What the exercise asks:
Turn every line of the rows below into a numbered list, skipping any blank lines.

====

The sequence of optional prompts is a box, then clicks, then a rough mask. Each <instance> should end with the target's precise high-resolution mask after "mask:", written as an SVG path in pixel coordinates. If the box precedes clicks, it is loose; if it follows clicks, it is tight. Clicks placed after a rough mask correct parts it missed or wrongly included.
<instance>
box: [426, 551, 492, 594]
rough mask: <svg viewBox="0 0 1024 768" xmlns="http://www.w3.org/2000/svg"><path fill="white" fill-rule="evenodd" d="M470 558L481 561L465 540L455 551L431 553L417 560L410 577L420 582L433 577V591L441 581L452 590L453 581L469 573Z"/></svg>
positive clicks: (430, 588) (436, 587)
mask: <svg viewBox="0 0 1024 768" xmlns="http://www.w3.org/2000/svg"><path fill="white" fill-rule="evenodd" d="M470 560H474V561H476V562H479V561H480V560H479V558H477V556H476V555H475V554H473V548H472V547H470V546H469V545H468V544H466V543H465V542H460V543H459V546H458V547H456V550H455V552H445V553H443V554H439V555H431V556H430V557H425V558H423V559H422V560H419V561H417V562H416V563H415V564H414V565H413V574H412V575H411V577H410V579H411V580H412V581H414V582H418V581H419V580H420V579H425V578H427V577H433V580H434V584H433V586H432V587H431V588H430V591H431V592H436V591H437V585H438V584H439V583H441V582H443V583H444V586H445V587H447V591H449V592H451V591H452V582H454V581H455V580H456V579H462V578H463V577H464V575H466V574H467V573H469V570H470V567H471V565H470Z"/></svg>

====

Task output:
1. The sequence of optional prompts is a box, then clicks, then a rough mask. Each <instance> should end with the target's precise high-resolution mask after "mask:", written as an SVG path in pixel coordinates. If the box precedes clicks, it is loose; if it follows clicks, it is tight. Clicks placed after a rough mask correct parts it missed or wrongly included.
2. <instance>
3. box: [426, 551, 492, 594]
4. rough mask: <svg viewBox="0 0 1024 768" xmlns="http://www.w3.org/2000/svg"><path fill="white" fill-rule="evenodd" d="M470 558L481 561L465 540L455 551L431 553L417 560L410 577L420 582L433 577V591L441 581L452 590L453 581L469 573Z"/></svg>
5. positive clicks: (430, 588) (436, 587)
6. mask: <svg viewBox="0 0 1024 768" xmlns="http://www.w3.org/2000/svg"><path fill="white" fill-rule="evenodd" d="M470 560H474V561H476V562H479V561H480V560H479V558H477V556H476V555H475V554H473V548H472V547H470V546H469V545H468V544H466V543H465V542H460V543H459V546H458V547H456V550H455V552H445V553H443V554H439V555H431V556H430V557H425V558H423V559H422V560H419V561H417V562H416V563H415V564H414V565H413V574H412V575H411V577H410V579H411V580H412V581H414V582H418V581H419V580H420V579H425V578H427V577H433V580H434V584H433V586H432V587H431V588H430V591H431V592H436V591H437V585H438V584H439V583H441V582H443V583H444V586H445V587H447V591H449V592H451V591H452V582H454V581H455V580H456V579H462V578H463V577H464V575H466V574H467V573H469V570H470V567H471V565H470Z"/></svg>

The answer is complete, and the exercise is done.